Instructions to follow
Put the data below into a Markdown table with the columns "No." and "Entry", from the line with "lookup: man wearing face mask?" to the line with "[308,186,334,224]". Number each line, skip blank lines, and leave the pictures out.

# Given entries start

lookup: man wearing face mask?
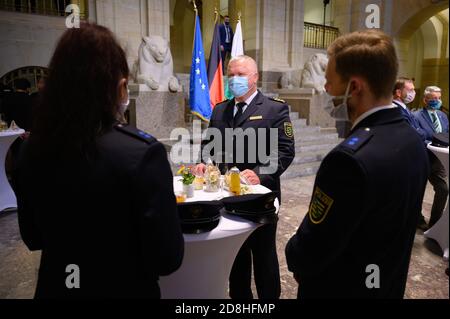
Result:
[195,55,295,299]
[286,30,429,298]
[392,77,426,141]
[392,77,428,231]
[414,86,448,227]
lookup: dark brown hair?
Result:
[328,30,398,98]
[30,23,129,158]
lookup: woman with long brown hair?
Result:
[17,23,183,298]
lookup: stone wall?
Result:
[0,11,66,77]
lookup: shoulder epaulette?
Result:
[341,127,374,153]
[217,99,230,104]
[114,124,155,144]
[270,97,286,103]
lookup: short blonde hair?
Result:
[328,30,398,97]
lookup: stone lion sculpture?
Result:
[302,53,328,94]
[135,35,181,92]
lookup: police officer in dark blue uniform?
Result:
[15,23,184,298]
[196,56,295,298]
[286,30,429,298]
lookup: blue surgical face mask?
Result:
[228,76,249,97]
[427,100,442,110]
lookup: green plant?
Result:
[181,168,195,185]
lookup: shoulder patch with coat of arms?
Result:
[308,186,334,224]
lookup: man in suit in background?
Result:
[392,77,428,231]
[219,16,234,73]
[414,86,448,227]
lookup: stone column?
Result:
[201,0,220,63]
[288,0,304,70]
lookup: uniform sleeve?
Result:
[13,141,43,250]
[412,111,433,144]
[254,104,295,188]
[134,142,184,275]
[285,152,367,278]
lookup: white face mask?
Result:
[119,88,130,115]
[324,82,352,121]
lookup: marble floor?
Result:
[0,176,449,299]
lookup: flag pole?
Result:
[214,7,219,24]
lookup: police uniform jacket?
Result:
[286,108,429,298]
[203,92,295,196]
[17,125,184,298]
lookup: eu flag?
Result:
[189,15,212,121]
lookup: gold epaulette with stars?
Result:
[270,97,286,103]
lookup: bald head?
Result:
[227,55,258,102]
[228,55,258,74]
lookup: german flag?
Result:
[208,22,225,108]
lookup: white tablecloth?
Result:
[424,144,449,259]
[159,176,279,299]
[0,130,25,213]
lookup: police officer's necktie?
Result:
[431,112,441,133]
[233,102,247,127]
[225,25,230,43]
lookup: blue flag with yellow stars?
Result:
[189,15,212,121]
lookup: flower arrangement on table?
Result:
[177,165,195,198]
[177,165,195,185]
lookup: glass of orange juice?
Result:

# Given entries end
# Given entries start

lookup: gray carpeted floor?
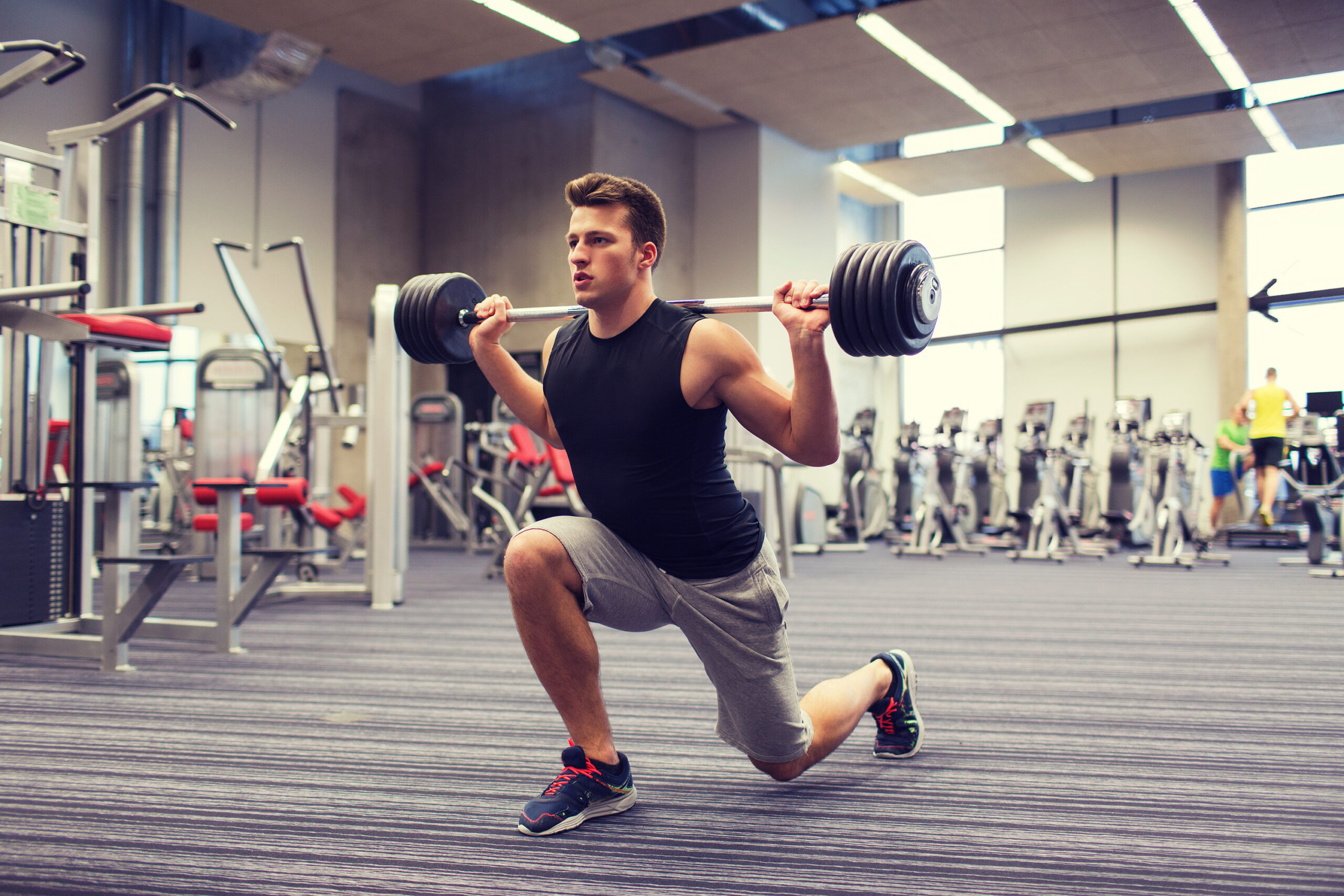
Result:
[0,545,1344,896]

# Given entries end

Solution
| No. | Entry |
|---|---|
| 1 | lookup: man wearing face mask? |
| 2 | Result: |
| 3 | [195,55,295,299] |
| 4 | [286,30,429,298] |
| 5 | [392,77,426,141] |
| 6 | [392,77,428,231] |
| 7 | [414,86,448,227] |
| 8 | lookup: dark brown hair? |
| 9 | Result: |
| 10 | [328,30,398,98] |
| 11 | [30,23,129,158] |
| 12 | lookup: woman with long brown hair? |
| 13 | Result: |
| 14 | [17,23,183,298] |
| 15 | lookup: stone wall? |
| 16 | Result: |
| 17 | [0,11,66,77] |
| 18 | lookup: shoulder epaulette? |
| 19 | Result: |
| 20 | [341,127,374,153] |
| 21 | [217,99,230,104] |
| 22 | [114,124,155,144] |
| 23 | [270,97,286,103] |
| 24 | lookup: short blonde hair? |
| 25 | Result: |
| 26 | [328,30,398,97] |
| 27 | lookup: stone lion sculpture? |
| 28 | Result: |
| 29 | [302,53,328,94] |
| 30 | [135,35,181,92] |
| 31 | lookup: police officer in dark blue uniform? |
| 32 | Result: |
| 33 | [15,23,184,298] |
| 34 | [196,56,295,298] |
| 35 | [286,30,429,298] |
| 36 | lookup: blue surgical face mask? |
| 37 | Result: |
| 38 | [228,76,249,97] |
| 39 | [427,100,442,110] |
| 40 | lookup: green plant? |
| 41 | Result: |
| 42 | [181,168,195,185] |
| 43 | lookup: shoulder patch with coat of arms? |
| 44 | Result: |
| 45 | [308,186,334,224] |